*Assigned task*. Skip the pictures. Give all the data again exactly.

BEGIN Material shown

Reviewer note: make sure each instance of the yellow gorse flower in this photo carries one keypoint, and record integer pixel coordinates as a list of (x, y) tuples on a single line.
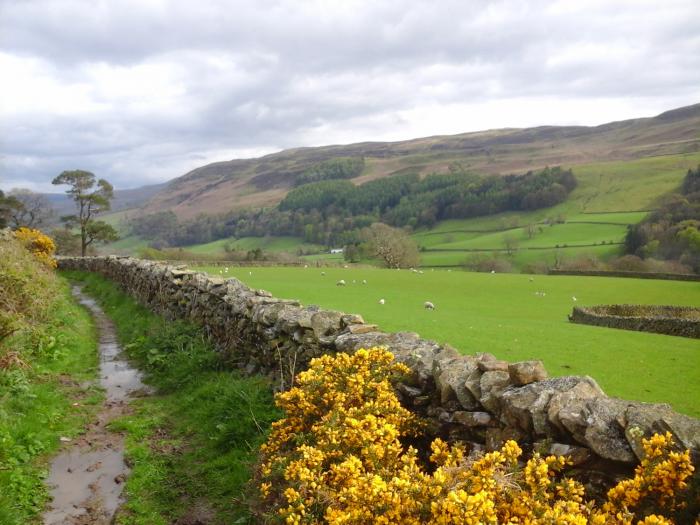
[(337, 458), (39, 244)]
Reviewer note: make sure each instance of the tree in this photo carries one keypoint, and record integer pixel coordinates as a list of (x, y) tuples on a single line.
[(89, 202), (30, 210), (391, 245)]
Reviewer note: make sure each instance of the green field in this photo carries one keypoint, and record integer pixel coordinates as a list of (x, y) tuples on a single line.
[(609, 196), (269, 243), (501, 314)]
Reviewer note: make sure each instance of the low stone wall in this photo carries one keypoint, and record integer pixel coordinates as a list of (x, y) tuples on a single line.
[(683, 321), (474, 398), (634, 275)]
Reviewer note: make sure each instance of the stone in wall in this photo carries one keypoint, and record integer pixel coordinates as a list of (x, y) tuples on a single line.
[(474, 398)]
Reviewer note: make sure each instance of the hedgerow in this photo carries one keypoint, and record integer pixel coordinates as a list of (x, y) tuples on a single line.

END Material shown

*Written reply*.
Reviewer note: make sure each instance of the yellow gorse flower in this photo carries one keypoint, and record integer pixel coordinates as a list of (x, y) tuples on a single line.
[(337, 458), (39, 244)]
Reviewer note: make sure each instance of the tree in this photo carries one keypoint, and record integer pixel coordinates as a list of (x, y) tuples on a single line.
[(89, 202), (30, 210), (391, 245)]
Reviewer note: make sure each instance of the green field in this photo carries one keypoint, and record integer pixel coordinates as a list of (x, y) tuples on a single line.
[(609, 196), (269, 243), (501, 314)]
Reviewer note: make sure each instance of the low stone wall in this photo carries one keypoint, and record integer pixel coordinates as a list of (x, y) tuples on a single line.
[(683, 321), (474, 398), (634, 275)]
Reviewer note: make sure each instance of the stone in wall in this photo carries one keypoint, and record integer pixel coordinates as a list of (x, y) tuples on a single line.
[(474, 398)]
Reviewer note: make sure each instance of the hedgerow in this photo carries one keypoint, and record integer pixel coordinates as a list of (x, y) tuples on a single line.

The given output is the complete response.